Hypoxia rescue by intracellular expression of haemoglobin
To further explore whether Hedies in cells could function as a source of oxygen under a hypoxic condition, intracellular expression of haemoglobin and cell culture in confined spaced were developed. In brief, the 1 × 105 ATDC5 cells (ECACC) were plated in a 35-mm dish (Nest) and cultured for 12 h. Plasmids pQCXIP–HBA1–mCherry and pQCXIP–HBB–eGFP were co-transfected into 293T cells with a ratio of 1:8 (total was 900 ng) by Lipofectamine 2000 reagent (11668019, Thermo Fisher Scientific). Twenty-four hours after transfection, the growth medium was replaced with fresh culture medium pre-treated in 1% O2 for 4 h. Immediately after, dishes were sealed with plastic film and PARAFILM (Bemis) for 2 h. Then, cells were fixed by 4% paraformaldehyde and stained with the antibody HIF1α (1:500, 36169, CST). Secondary antibodies were applied for 1 h followed by three 10-min washes with PBS followed by mounting with Antifade reagent with DAPI (Invitrogen). To detect the HIF1α signal, the Nikon Ti-E microscope equipped with motorized stage and a Neo Vacuum cooled Scientific CMOS Camera (Andor Technology) was used. Images were collected using ×60 Apo objective lens with DAPI, Cy3, Cy5 and FITC channel. Intensities of the HIF1α signal in the nucleus were entirely quantified, and the mean intensity value of haemoglobin foci-negative cells was counted as the denominator to normalized individual values.

* **WORK INSTRUCTIONS**
(1) According to the hypoxia rescue text, how long were the dishes kept sealed with plastic film and PARAFILM?
(2) Continue the hypoxia rescue text after its final sentence.
The listing is separate material with no connection to the hypoxia rescue text.

* **INFORMATION SHOWN**
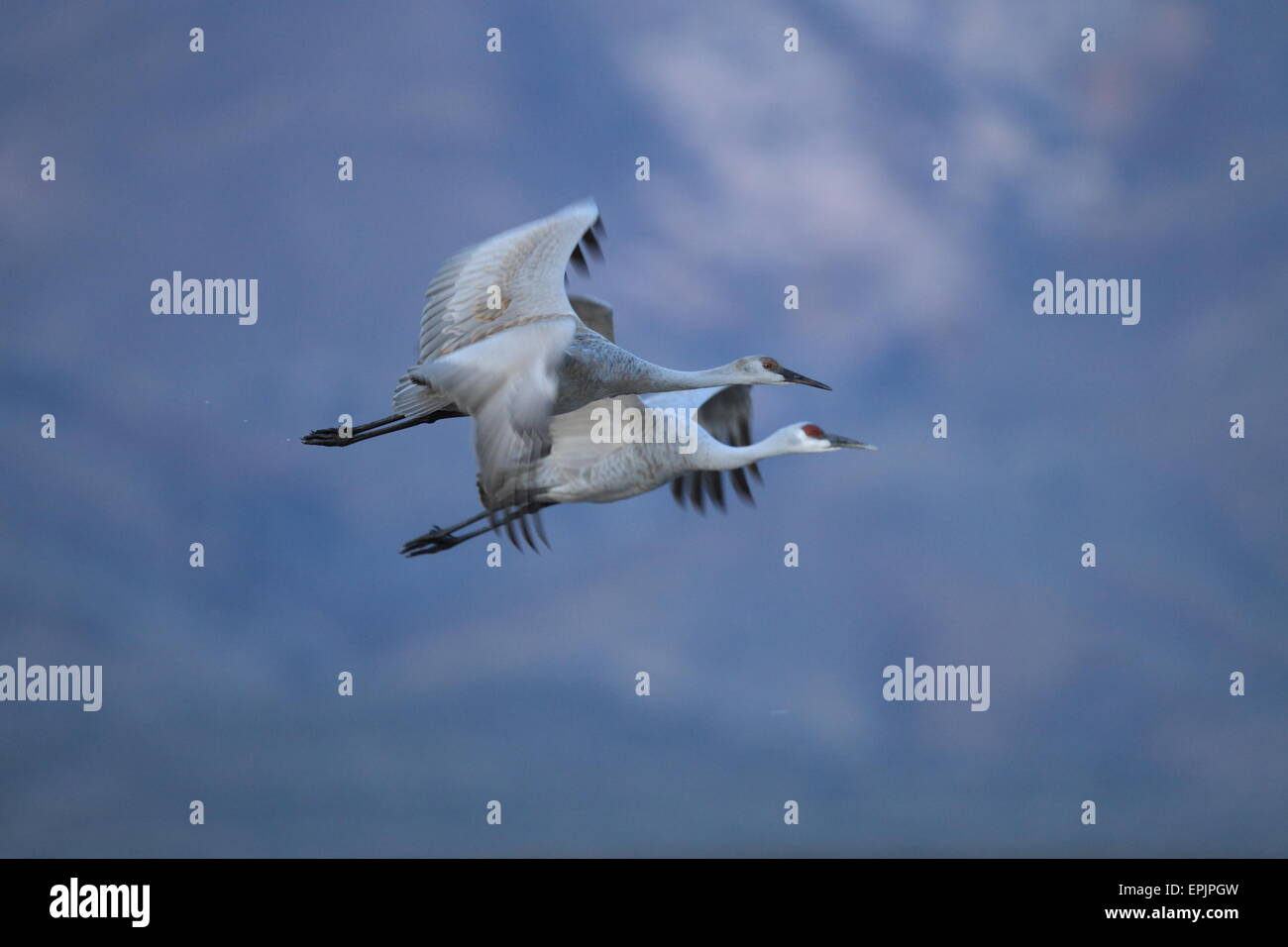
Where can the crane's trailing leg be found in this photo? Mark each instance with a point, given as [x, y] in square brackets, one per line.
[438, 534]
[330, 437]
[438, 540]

==

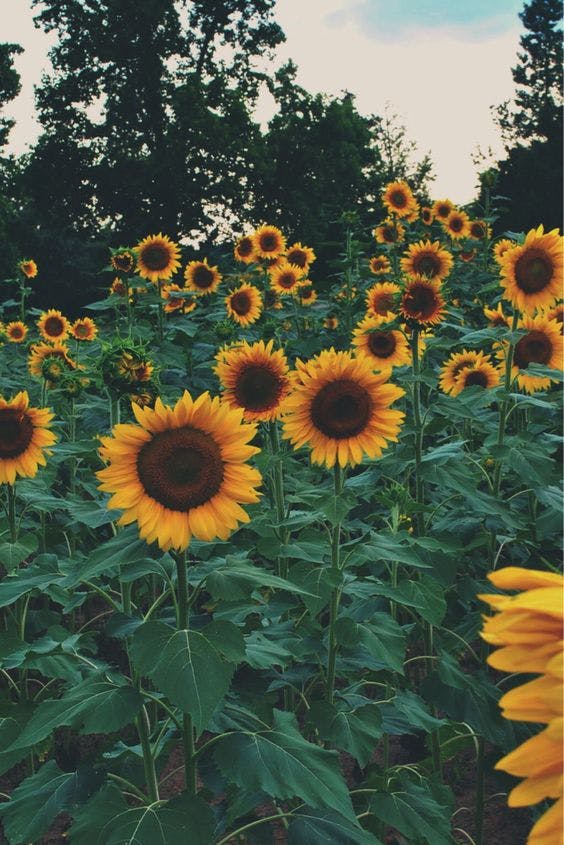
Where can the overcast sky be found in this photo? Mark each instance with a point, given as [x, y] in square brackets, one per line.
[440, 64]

* **RESPONSES FOR EACH TASK**
(1) 2 hours.

(2)
Immunofluorescence of lipid and RNA in mouse cartilage tissues and cells
The excised cartilage tissues from mice were snap frozen in liquid nitrogen and placed into OCT compound (Sakura Finetechnical) and snap-frozen again. Frozen tissue sections (6 μm thick) were obtained using a Leica cryostat (Leica).
For detecting exogenous haemoglobin bodies, about 3 × 105 PLC/PR/F5 cells were plated per well in 12-well plates precoated with type I collagen (354236, BD Bioscience) and cultured for 12 h. Cells were then transfected with the pQCXIP–HBB by Lipofectamine 2000 reagent (11668019, Thermo Fisher Scientific), and 6 h later, replaced with fresh culture medium. Twenty-four hours after transfection, cells were fixed with 4% paraformaldehyde.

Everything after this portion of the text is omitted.